EXERCISE DATA: Begin
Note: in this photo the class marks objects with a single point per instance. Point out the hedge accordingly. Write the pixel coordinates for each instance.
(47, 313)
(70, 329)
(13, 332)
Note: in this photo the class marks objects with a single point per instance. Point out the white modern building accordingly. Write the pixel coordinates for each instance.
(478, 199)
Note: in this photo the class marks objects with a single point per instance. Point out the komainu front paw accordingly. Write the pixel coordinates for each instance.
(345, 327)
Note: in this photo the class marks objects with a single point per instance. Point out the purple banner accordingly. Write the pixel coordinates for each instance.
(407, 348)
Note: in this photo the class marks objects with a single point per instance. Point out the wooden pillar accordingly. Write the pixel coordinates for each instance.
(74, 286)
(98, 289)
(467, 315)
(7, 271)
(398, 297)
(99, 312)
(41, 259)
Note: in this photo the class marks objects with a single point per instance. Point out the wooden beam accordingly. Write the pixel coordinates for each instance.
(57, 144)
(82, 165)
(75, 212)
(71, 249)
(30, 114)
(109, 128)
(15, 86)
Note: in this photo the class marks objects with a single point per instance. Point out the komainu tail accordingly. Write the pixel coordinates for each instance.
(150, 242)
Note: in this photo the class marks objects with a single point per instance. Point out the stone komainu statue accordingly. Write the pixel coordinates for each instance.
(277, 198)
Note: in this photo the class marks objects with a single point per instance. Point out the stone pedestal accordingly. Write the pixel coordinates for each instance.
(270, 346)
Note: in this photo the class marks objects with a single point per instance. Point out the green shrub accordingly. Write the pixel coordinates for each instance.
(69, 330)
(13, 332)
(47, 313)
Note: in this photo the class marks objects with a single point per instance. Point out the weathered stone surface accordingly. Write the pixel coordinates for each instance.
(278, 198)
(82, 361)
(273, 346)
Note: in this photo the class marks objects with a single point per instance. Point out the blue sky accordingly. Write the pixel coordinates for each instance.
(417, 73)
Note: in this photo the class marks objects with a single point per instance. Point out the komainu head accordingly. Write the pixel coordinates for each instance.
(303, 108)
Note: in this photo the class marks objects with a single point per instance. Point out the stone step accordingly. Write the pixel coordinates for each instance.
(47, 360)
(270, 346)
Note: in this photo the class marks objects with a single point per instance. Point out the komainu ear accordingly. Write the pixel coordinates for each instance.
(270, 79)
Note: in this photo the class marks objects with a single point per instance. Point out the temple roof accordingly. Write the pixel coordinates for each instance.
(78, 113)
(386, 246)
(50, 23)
EXERCISE DATA: End
### ASSIGNED TASK
Repeat the data exactly, with every line included.

### COMPLETED TASK
Note: in this photo the class marks objects with a single point per instance. Point out the hedge accordingly. Write the pixel coordinates for each instance.
(47, 313)
(70, 329)
(13, 332)
Note: in this photo the class marks objects with a single point per instance. Point out the white modern building accordingly. Write the pixel coordinates for each instance.
(478, 199)
Note: in this photo the class marks objects with a single point per instance. Point out the komainu front paw accordingly. Write the pixel coordinates for each instance.
(345, 327)
Note: in this photo the class marks objects with a single point per instance. Point out the purple banner accordingly. Write the pixel coordinates for each instance.
(407, 348)
Note: in this photo the class marks objects with a single point per instance. Point out the wooden pillar accordingly. Write the pixel coordinates for each instance.
(74, 286)
(98, 289)
(467, 315)
(7, 271)
(398, 297)
(99, 312)
(41, 259)
Note: in this photo the class marks objects with a single point per instance. Point out the wooden beam accordingly. Write the pixel coordinates for each instance.
(57, 144)
(82, 165)
(75, 212)
(71, 249)
(30, 114)
(109, 128)
(15, 86)
Note: in this photo the class marks objects with a single point per instance. Point out the komainu tail accordingly. Write the pixel coordinates for each instance.
(150, 242)
Note: in this photo the class marks objects with a single point per instance. Point out the stone komainu statue accordingly. Write the pixel coordinates for each instance.
(277, 198)
Note: in this photo the class marks objects with a single point per instance. Point out the stone pedestal accordingly. Write the pixel coordinates for each instance.
(270, 346)
Note: in this photo the class marks objects with a single point per instance. Point out the green shrub accordingly. Write the pixel coordinates for each instance.
(69, 330)
(13, 332)
(47, 313)
Note: in this photo the class marks objects with a single point per instance. Point out the weathered stone surface accordingly. Write the pixel coordinates for each instance.
(278, 198)
(82, 361)
(273, 346)
Note: in this photo the class marks objects with a single point per instance. Point out the blue sky accordingly. Write the pixel coordinates for each instance.
(417, 73)
Note: in this photo the class marks objects with a single point per instance. Point out the komainu head accordingly. Write the pixel coordinates for each instance.
(303, 108)
Note: in this photo the class marks objects with a single point per instance. Point out the stone step accordingly. Write the pixel coordinates for each instance.
(47, 360)
(270, 346)
Note: in this photo the class marks objects with a single point per instance. Point out the komainu ear accordingly. Write the pixel coordinates for each instance.
(270, 79)
Note: in this photo the class marks objects with a single point per instance. Point out the temple roof accordingly. Write the pixel coordinates for each instance.
(78, 113)
(386, 246)
(50, 23)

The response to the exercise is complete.